- **Document text**:
++++
McKenna: When the WEC merged with the UFC recently, a lot of fighters exhaled a big sigh of relief. The addition of featherweight and bantamweight to the roster not only allowed more fighters to be with the promotion, but a lot of the lighter fighters were able to fight in a more comfortable and true weight class, rather than keeping on weight that they didn’t necessarily want to in order to be a lightweight and fight with the UFC. Sure, a few fighters here and there made the move down to the WEC from the UFC, such as Manny Gamburyan, but more often than not fighters stayed at lightweight because of the bigger paycheck coming from the bigger promotion.

With that being said, we have Assuncao returning to the UFC, but this time at 145 pounds rather than 155 pounds. The weight change will better suit him for the challenge at hand that is Eddie Yagin. “The Filipino Phenom” has yet to taste the glory of the larger promotion as the Brazilian already has, which will be one big key to this fight. I have to go with Assuncao in this fight, as he will not only be the bigger fighter on fight night, but he will also have experience running with the biggest promotion on this planet and have less jitters this time around.

MW: Nick Ring (12-0) vs. Tim Boetsch (13-4)

Price: After a stint on The Ultimate Fighter where he was forced to withdraw from the popular reality show due to injury, Nick Ring is still out to prove he can be a middleweight contender. He finally made his promotional debut at UFC 127, where he scrapped to a contentious decision win over Riki Fukuda and followed that up with a more decisive victory over James Head. Ring has always been a noted prospect in the sport, but arguably has not lived up to the hype so far. Whilst some may argue that he is unbeaten, which is true, you could also argue that he has not yet faced a top-ten opponent.

Nick Ring (The Ultimate Fighter/Spike)

A true all-round martial artist, Ring is a skilled striker who also possesses a real submission threat. His downfall may be that whilst he is proficient is all areas, to a certain extent he excels in none. In this fight, Ring needs to keep the action standing and try to pick Boetsch apart with strikes.

This will be the second bout for Boetsch at 185 pounds and, believe me, he is a big guy for a middleweight. After having little success as a light heavyweight, Boetsch made the wise decision to drop down a weight class. He showed how well he could utilize his additional size and power in his divisional debut with a victory at UFC 130 over Kendall Grove where he dominated his leaner opponent for the entire three rounds. The game plan for Boetsch would appear to be centered around using his wrestling ability and brute strength to nullify the offense of Ring.

Whilst this bout may not end up close, you can see an argument for either fighter. With his greater size and imposing style, Boetsch takes this one by judges’ decision after three tough rounds.
++++
- **Dataset records**:
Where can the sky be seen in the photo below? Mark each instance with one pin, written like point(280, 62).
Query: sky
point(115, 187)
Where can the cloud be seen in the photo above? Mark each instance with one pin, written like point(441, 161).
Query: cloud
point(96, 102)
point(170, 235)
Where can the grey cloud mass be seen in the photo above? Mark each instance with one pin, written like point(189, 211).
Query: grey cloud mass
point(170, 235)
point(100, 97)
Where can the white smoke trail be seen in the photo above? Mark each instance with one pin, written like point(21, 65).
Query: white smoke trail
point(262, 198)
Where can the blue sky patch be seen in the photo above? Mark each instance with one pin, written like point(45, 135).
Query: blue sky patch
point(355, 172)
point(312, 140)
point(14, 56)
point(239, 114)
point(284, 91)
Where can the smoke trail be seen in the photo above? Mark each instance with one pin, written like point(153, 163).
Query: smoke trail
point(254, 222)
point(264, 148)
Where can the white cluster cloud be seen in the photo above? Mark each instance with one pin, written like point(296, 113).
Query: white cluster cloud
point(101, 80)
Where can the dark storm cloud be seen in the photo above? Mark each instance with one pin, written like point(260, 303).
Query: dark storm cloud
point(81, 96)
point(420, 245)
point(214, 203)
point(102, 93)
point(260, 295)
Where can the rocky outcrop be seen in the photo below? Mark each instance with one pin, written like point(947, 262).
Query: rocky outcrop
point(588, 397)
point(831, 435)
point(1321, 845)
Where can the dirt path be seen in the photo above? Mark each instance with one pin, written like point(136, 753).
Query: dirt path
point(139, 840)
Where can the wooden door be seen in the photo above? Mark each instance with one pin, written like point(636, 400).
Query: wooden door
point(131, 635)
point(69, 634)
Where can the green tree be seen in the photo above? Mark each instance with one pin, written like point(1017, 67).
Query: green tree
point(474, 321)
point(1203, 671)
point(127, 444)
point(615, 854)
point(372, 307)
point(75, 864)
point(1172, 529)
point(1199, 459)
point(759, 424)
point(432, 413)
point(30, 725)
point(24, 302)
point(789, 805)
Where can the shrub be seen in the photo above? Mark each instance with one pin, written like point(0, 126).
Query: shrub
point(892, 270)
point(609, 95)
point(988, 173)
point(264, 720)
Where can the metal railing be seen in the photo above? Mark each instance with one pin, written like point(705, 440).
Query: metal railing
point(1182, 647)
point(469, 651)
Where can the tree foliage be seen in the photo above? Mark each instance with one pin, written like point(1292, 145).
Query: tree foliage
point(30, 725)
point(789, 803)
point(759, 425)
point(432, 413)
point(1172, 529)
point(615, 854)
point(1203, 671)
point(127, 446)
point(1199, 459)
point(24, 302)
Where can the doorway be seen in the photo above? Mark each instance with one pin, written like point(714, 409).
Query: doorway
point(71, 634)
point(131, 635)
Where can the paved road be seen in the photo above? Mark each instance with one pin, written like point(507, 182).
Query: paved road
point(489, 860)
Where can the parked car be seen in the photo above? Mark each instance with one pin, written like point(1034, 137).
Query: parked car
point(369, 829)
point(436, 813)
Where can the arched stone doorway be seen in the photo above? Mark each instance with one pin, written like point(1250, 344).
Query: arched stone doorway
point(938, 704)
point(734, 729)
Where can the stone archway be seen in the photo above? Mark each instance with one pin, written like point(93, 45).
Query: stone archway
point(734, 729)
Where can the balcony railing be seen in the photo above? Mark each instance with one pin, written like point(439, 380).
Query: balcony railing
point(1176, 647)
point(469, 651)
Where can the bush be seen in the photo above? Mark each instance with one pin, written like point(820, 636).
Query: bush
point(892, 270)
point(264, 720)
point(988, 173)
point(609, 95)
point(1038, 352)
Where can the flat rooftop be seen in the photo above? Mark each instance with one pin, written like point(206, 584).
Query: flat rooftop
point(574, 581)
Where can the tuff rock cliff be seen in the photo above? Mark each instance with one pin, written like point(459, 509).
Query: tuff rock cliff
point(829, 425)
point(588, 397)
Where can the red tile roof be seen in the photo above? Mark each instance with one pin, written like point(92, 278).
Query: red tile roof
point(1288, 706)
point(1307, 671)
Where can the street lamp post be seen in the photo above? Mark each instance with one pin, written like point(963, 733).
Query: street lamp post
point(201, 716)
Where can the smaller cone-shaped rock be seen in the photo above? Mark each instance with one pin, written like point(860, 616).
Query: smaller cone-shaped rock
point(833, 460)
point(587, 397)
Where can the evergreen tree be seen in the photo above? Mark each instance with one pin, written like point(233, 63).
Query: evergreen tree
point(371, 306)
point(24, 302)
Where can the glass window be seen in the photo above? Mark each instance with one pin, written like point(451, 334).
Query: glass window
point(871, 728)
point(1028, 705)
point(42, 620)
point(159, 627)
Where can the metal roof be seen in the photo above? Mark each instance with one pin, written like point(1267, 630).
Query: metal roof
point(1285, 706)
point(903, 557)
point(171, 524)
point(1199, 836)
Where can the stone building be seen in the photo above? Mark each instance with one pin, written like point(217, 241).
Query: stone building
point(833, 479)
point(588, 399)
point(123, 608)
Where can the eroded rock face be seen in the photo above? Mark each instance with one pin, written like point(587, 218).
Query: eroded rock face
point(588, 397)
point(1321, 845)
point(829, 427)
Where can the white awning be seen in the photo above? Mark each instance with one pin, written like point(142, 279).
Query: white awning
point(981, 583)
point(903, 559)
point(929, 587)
++++
- **Exercises**:
1. Name every weight class mentioned by name in the fight preview.
2. In the fight preview, whom did Boetsch defeat at UFC 130?

- **Solutions in order**:
1.
featherweight
bantamweight
lightweight
middleweight
light heavyweight

2. Kendall Grove